SECURITIES AND EXCHANGE COMMISSION

Washington, D.C. 20549

 

FORM 8-K

 

CURRENT REPORT

 

PURSUANT TO SECTION 13 OR 15(d) OF THE

SECURITIES EXCHANGE ACT OF 1934

 

Date of Report (Date of earliest event reported): January 12, 2018

 

 

 

LIMBACH HOLDINGS, INC.

(Exact name of registrant as specified in its charter)

 

 

 

Delaware 001-36541 46-5399422
(State or other jurisdiction of incorporation) (Commission File Number) (IRS Employer Identification No.)

 

31 – 35th Street, Pittsburgh, Pennsylvania 15201

(Address of principal executive offices, including zip code)

 

Registrant’s telephone number, including area code: (412) 359-2100

 

Not Applicable

(Former name or former address, if changed since last report)

 

 

  

Check the appropriate box below if the Form 8-K filing is intended to simultaneously satisfy the filing obligation of the registrant under any of the following provisions:

 

  ¨ Written communications pursuant to Rule 425 under the Securities Act (17 CFR 230.425)

 

  ¨ Soliciting material pursuant to Rule 14a-12 under the Exchange Act (17 CFR 240.14a-12)

 

  ¨ Pre-commencement communications pursuant to Rule 14d-2(b) under the Exchange Act (17 CFR 240.14d-2(b))

 

  ¨ Pre-commencement communications pursuant to Rule 13e-4(c) under the Exchange Act (17 CFR 240.13e-4(c))

 

Indicate by check mark whether the registrant is an emerging growth company as defined in Rule 405 of the Securities Act of 1933 (§230.405 of this chapter) or Rule 12b-2 of the Securities Exchange Act of 1934 (§240.12b-2 of this chapter).

 

Emerging growth company x

 

If an emerging growth company, indicate by check mark if the registrant has elected not to use the extended transition period for complying with any new or revised financial accounting standards provided pursuant to Section 13(a) of the Exchange Act. ¨

  

 

 

   
 

 

Item 1.01. Entry into a Material Definitive Agreement.

 

As previously disclosed, on July 20, 2016, Limbach Facility Services LLC (“Borrower”), Limbach Holdings LLC (“Parent”), Limbach Company LLC (“Limbach Company”), Limbach Company LP (“Limbach LP”), Harper Limbach LLC (“Harper”) and Harper Limbach Construction LLC (“Construction” and together with Parent, Limbach Company, Limbach LP and Harper, the “Guarantors” and together with Borrower, the “Loan Parties”), each a subsidiary of Limbach Holdings, Inc. (the “Company”), entered into a credit agreement with Fifth Third Bank, as Administrative Agent and L/C Issuer, the other institutions party thereto as Lenders and the other loan parties party thereto (as amended, the “Credit Agreement”). Capitalized terms used but not defined herein have the meanings ascribed to them in the Credit Agreement.

→ Collected material
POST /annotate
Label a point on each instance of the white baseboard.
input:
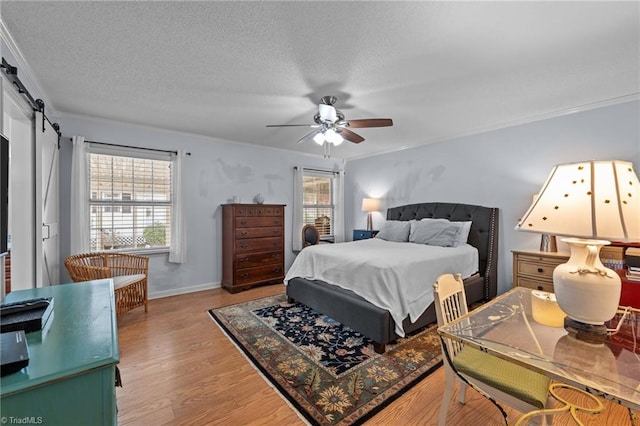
(182, 290)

→ Exercise tasks
1: Transcribe the stretch of the Limbach Holdings Form 8-K from "As previously disclosed, on" through "the Credit Agreement.".
2: Pick up the Limbach Holdings Form 8-K after its final sentence and write the text that comes next.

→ Outputs in order
1:
As previously disclosed, on July 20, 2016, Limbach Facility Services LLC (“Borrower”), Limbach Holdings LLC (“Parent”), Limbach Company LLC (“Limbach Company”), Limbach Company LP (“Limbach LP”), Harper Limbach LLC (“Harper”) and Harper Limbach Construction LLC (“Construction” and together with Parent, Limbach Company, Limbach LP and Harper, the “Guarantors” and together with Borrower, the “Loan Parties”), each a subsidiary of Limbach Holdings, Inc. (the “Company”), entered into a credit agreement with Fifth Third Bank, as Administrative Agent and L/C Issuer, the other institutions party thereto as Lenders and the other loan parties party thereto (as amended, the “Credit Agreement”). Capitalized terms used but not defined herein have the meanings ascribed to them in the Credit Agreement.

2:
 

On January 12, 2018 (the “Effective Date”), the Loan Parties entered into the second amendment and limited waiver to the Credit Agreement (the “Second Amendment and Limited Waiver”) with the Lenders party thereto and Fifth Third Bank, as Administrative Agent and L/C Issuer. The Second Amendment and Limited Waiver provides for the making of a new term loan under the Credit Agreement in the aggregate principal amount of $10,000,000 (the “New Term Loan”) to be used for the purpose of financing the repurchase (the “Repurchase”) of all of the Company’s outstanding Class A Preferred Stock, par value $0.0001 per share (the “Preferred Stock”), including accrued but unpaid dividends, and the payment of certain fees and expenses associated therewith.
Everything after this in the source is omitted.